Document excerpt:
·····
It's really simple: you calculate how long each entry has been there, and if it's longer than what you have stored in "max", replace "oldest" with its index, otherwise just check the next one. After removing one entry, if there's still not enough room, the same code is run again, removing enough entries for the new entry to fit.

The code actually looks like this:

max = 0
oldest = 0

for (i = 0 to entries.count - 1)
{
	if ((timer - entries[i].time) > max)
	{
		max = timer - entries['''oldest'''].time
		oldest = i
	}
}

remove_block(entries[oldest])

The max value ("oldest") that is used as a reference will always be lagging one behind, which is reason one why the algorithm can fail.

Reason number two why the algorithm can fail is it uses Timer 1, which can occasionally revert to a previous time. Because of this, the time differences can turn into negative values, which are interpreted as large positive ones. A large positive value will cause an entry to be removed even if it's the last one cached.
·····
Entries supplied:

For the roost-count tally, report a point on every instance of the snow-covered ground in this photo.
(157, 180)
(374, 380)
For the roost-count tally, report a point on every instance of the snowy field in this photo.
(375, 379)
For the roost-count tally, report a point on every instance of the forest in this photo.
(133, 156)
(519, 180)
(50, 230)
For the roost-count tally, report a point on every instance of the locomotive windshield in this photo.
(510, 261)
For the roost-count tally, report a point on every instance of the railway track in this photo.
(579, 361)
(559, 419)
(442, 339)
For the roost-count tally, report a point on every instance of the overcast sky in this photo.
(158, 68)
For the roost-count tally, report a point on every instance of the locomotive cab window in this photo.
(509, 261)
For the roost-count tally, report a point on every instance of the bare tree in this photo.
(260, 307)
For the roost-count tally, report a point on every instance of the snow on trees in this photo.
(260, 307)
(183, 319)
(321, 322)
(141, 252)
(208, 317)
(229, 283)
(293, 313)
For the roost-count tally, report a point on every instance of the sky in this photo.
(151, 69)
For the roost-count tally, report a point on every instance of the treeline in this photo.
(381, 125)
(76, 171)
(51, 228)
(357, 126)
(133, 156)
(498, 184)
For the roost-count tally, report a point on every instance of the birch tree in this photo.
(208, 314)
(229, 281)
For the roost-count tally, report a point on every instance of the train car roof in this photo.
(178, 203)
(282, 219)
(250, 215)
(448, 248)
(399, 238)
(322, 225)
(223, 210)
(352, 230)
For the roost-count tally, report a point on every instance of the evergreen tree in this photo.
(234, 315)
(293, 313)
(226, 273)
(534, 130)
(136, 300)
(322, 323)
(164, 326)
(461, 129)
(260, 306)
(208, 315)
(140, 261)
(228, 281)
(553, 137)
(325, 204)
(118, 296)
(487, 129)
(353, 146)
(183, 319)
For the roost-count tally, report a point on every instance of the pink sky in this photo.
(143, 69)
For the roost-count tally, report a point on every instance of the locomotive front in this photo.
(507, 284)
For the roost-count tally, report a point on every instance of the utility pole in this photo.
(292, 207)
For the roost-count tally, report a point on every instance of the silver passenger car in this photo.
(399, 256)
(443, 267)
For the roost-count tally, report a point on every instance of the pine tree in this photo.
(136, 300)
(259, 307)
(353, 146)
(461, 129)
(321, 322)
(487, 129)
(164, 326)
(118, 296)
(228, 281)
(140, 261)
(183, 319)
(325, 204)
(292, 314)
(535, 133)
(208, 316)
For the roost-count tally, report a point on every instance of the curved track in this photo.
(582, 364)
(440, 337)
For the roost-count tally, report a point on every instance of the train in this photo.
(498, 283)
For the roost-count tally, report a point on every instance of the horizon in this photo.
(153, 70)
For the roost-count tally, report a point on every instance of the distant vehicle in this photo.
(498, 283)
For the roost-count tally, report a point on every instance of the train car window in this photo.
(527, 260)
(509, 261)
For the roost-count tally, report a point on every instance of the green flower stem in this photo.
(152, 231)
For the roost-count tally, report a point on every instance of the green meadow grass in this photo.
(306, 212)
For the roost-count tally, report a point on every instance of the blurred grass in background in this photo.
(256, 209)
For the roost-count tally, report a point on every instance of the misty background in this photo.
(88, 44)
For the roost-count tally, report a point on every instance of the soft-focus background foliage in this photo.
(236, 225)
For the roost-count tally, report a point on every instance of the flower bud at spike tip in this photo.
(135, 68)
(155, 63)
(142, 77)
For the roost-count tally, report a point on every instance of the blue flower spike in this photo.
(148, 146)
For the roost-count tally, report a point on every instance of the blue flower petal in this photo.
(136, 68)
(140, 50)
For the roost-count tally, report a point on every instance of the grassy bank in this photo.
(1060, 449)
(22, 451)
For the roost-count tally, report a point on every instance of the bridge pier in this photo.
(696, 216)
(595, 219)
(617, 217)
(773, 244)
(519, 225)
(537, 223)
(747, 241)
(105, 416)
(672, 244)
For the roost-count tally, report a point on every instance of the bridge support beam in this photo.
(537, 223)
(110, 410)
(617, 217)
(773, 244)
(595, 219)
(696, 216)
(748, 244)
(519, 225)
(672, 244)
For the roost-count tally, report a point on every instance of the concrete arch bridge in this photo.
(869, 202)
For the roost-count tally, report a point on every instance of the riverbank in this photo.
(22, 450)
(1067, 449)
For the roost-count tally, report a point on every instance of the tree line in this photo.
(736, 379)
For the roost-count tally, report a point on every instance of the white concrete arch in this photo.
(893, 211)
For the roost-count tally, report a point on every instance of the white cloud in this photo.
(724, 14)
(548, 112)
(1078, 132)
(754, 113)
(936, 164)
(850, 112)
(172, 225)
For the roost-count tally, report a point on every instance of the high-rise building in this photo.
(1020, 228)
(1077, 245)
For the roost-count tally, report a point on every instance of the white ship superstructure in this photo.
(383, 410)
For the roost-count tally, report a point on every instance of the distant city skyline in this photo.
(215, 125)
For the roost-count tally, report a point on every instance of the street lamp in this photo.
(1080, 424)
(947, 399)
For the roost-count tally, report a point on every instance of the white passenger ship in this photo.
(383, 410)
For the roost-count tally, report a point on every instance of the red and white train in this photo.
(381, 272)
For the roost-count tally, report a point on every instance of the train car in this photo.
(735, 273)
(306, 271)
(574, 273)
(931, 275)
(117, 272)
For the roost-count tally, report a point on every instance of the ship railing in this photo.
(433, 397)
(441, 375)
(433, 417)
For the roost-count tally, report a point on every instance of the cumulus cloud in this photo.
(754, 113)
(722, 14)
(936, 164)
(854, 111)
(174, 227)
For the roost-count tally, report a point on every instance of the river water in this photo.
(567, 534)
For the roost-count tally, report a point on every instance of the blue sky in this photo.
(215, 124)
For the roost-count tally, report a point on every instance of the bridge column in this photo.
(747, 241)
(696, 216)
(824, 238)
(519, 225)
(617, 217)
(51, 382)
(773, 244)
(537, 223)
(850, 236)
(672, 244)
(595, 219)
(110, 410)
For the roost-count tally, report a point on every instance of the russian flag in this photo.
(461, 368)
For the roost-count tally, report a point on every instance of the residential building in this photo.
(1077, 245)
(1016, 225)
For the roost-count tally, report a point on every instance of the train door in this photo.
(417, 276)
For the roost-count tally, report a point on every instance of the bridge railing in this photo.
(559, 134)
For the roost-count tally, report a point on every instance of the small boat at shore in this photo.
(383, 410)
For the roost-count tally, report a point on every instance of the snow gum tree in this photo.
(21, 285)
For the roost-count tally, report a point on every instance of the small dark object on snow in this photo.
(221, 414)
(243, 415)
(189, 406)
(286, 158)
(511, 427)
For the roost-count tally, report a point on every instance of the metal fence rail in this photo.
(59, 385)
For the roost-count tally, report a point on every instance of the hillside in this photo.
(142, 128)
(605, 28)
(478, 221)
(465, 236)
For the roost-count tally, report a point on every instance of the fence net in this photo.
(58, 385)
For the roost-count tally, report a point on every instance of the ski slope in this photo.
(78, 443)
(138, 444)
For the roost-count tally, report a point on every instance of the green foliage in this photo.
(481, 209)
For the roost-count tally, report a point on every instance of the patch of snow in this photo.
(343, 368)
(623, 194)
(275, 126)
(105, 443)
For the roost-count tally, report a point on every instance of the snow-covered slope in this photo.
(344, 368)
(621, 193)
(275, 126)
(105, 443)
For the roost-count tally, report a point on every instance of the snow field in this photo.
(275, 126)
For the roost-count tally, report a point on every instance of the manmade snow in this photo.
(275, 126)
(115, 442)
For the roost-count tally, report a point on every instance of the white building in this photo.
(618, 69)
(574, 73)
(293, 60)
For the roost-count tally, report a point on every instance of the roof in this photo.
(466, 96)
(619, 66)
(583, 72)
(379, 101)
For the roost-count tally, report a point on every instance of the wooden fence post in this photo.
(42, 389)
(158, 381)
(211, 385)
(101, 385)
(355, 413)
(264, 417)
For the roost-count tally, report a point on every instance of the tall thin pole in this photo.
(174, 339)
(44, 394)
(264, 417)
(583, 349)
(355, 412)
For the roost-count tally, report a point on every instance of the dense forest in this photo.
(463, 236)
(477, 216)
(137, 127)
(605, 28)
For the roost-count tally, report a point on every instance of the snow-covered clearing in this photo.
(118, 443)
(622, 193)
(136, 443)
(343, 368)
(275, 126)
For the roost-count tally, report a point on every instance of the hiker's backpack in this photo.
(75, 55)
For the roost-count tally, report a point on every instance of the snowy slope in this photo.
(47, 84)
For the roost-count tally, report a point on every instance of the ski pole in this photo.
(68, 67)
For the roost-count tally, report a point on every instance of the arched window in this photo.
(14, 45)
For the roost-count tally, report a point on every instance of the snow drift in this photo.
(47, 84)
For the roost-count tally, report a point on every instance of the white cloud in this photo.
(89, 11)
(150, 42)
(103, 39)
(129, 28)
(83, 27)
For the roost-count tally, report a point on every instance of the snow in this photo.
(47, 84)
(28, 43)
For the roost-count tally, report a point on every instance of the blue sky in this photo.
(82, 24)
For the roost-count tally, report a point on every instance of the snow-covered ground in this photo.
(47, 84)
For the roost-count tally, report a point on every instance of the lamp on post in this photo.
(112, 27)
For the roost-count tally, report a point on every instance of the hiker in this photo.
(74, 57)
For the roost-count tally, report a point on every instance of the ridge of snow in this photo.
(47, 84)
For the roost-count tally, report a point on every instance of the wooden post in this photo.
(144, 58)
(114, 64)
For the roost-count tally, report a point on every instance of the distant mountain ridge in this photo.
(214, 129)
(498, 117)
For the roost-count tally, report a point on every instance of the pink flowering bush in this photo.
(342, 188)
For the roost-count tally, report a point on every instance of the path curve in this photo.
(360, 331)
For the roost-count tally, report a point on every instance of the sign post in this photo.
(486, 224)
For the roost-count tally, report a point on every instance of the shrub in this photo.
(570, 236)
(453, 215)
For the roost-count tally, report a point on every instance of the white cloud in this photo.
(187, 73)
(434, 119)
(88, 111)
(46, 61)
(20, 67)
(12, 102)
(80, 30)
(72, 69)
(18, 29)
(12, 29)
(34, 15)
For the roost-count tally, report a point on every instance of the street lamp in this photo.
·····
To-do list:
[1] In the cache-algorithm excerpt above, rewrite the paragraph beginning "Reason number two why the algorithm can fail" more concisely, keeping its main facts.
[2] Write out, word for word, the passage of the cache-algorithm excerpt above starting at "Reason number two" and ending at "last one cached.".

Responses per task:
[1] The algorithm's second weakness is its use of Timer 1, which can sometimes revert to an earlier time. This can make time differences negative, and those are read as large positive values, so an entry may be removed even if it is the last one cached.

[2]
Reason number two why the algorithm can fail is it uses Timer 1, which can occasionally revert to a previous time. Because of this, the time differences can turn into negative values, which are interpreted as large positive ones. A large positive value will cause an entry to be removed even if it's the last one cached.